> _Data records_

★ ★ ★ ★ ★ ★ ★

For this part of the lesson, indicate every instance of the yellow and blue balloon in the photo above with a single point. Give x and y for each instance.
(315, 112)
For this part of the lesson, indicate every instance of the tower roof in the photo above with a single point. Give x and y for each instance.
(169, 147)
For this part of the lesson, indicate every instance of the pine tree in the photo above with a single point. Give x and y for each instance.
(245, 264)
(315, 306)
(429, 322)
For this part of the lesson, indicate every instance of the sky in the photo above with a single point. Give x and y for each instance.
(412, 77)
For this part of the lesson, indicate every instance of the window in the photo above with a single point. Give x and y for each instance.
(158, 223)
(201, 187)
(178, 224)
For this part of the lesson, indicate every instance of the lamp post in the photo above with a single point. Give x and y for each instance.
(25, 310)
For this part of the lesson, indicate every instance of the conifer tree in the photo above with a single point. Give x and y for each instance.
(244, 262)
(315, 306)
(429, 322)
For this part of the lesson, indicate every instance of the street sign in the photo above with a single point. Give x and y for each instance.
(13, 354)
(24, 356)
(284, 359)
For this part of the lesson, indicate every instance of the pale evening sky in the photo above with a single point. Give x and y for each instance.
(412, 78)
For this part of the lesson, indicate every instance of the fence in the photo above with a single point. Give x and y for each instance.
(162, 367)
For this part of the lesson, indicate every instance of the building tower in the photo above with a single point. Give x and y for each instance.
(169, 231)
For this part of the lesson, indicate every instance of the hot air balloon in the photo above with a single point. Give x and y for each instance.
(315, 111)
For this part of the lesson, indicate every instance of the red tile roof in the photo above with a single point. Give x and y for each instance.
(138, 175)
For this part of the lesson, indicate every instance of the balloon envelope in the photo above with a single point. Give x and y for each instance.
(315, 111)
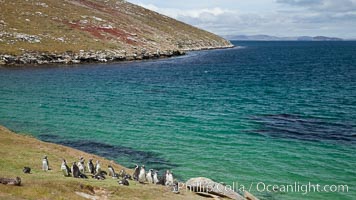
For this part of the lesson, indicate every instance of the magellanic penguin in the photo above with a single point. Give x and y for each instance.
(81, 164)
(65, 169)
(97, 167)
(169, 178)
(149, 176)
(26, 170)
(136, 173)
(175, 188)
(91, 167)
(112, 172)
(155, 177)
(122, 173)
(81, 167)
(45, 164)
(75, 170)
(142, 175)
(124, 181)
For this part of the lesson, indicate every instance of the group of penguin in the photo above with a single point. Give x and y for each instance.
(78, 171)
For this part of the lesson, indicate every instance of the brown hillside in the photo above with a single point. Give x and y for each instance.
(75, 27)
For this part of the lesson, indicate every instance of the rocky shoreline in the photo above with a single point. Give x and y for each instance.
(69, 57)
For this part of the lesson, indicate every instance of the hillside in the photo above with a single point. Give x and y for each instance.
(74, 31)
(18, 151)
(275, 38)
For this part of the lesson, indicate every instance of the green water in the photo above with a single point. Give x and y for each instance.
(271, 112)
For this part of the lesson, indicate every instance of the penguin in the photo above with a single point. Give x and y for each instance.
(175, 188)
(75, 170)
(97, 167)
(45, 164)
(112, 172)
(100, 175)
(128, 176)
(149, 176)
(81, 167)
(65, 169)
(122, 173)
(162, 180)
(169, 178)
(82, 163)
(91, 167)
(124, 181)
(26, 170)
(142, 175)
(136, 173)
(155, 177)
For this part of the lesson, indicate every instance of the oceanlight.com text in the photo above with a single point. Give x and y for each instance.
(296, 187)
(304, 189)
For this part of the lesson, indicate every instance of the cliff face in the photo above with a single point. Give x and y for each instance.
(74, 31)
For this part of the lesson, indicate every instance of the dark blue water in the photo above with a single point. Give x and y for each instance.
(272, 112)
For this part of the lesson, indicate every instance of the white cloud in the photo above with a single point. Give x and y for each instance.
(303, 17)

★ ★ ★ ★ ★ ★ ★

> _Work to do_
Copy out every one of the records above, putting "one point" in place of "a single point" and keeping everything else the same. Leave the pictures out of your answer.

> _Task solution_
For this part of the lesson, indicate every instance of the yellow and blue balloon in the photo above with one point. Give x and y for each instance.
(315, 112)
For this part of the lesson, indicate every instance of the tower roof in the photo above with one point. Give x and y for each instance.
(169, 147)
For this part of the lesson, indicate every instance of the pine tree in the photo above with one point. Give x and y for each instance.
(245, 264)
(315, 306)
(429, 322)
For this part of the lesson, indicate every instance of the sky in the photo above with one point. Give x and y for each instance.
(412, 77)
For this part of the lesson, indicate every instance of the window in the photo above with one point. Give x and y for each instance.
(158, 223)
(201, 187)
(178, 224)
For this part of the lesson, indicate every instance of the lamp post in the photo above with one point. Give x and y for each instance.
(25, 310)
For this part of the lesson, indicate every instance of the conifer tree in the photo above with one point. Give x and y for each instance.
(244, 262)
(315, 306)
(429, 322)
For this part of the lesson, indicate every instance of the street sign in the photo above with one point. Give x and y for each instance.
(13, 354)
(24, 356)
(284, 359)
For this part of the lesson, indicate every instance of the pale evening sky in the photo above with one point. Give x and y for each instance.
(412, 78)
For this part of the lesson, indicate every instance of the fence in the photo above with one point. Give x and y for each instance.
(162, 367)
For this part of the lesson, indicate every instance of the building tower in the photo above with one point. Give x and y for each instance.
(169, 231)
For this part of the lesson, indicate every instance of the hot air balloon in the photo above with one point. Give x and y for each instance.
(315, 111)
For this part of the lesson, indicate every instance of the red tile roof in the photo above with one point. Give x and y for each instance.
(138, 175)
For this part of the lesson, indicate every instance of the balloon envelope in the photo above with one point. Give x and y for each instance.
(315, 111)
For this part of the lesson, indicate every instance of the magellanic penguin in the photo above with one point. Give x and y for each instance.
(81, 164)
(65, 169)
(97, 167)
(169, 178)
(149, 176)
(26, 170)
(136, 173)
(175, 188)
(91, 167)
(112, 172)
(155, 177)
(122, 173)
(81, 167)
(45, 164)
(75, 170)
(142, 175)
(124, 181)
For this part of the lesson, indicate every instance of the group of penguin in the photo above with one point. Give x and y for each instance.
(78, 171)
For this part of the lesson, indicate every instance of the brown hillside in the photo above with one point. Give x and y for each instance.
(75, 27)
For this part of the lesson, indicate every instance of the rocky shoreline in the photo above with one point. Give x and y for each instance.
(69, 57)
For this part of the lesson, indicate every instance of the hillside in the photo above with one point. Give x and y for each instance.
(74, 31)
(18, 151)
(275, 38)
For this part of the lesson, indicate every instance of the green water in the photo above with one point. Give x and y for each instance.
(271, 112)
For this part of the lesson, indicate every instance of the penguin in the photo above with one point. Give x and y for each instance.
(175, 188)
(75, 170)
(97, 167)
(45, 164)
(112, 172)
(100, 175)
(128, 176)
(149, 176)
(81, 167)
(65, 169)
(122, 173)
(162, 180)
(169, 178)
(82, 163)
(91, 167)
(124, 181)
(26, 170)
(142, 175)
(136, 173)
(155, 177)
For this part of the lesson, indicate every instance of the oceanlight.com text in the photo above with one point. Give x and y for each instance.
(296, 187)
(304, 189)
For this part of the lesson, indicate every instance of the cliff face in the photo above with one point. Give x and y for each instance.
(74, 31)
For this part of the lesson, indicate every instance of the dark blue water in the photo above with one point. Give x and y for each instance.
(272, 112)
For this part of the lesson, indicate every instance of the white cloud in the photo above with one point. Give x and y for each instance.
(303, 17)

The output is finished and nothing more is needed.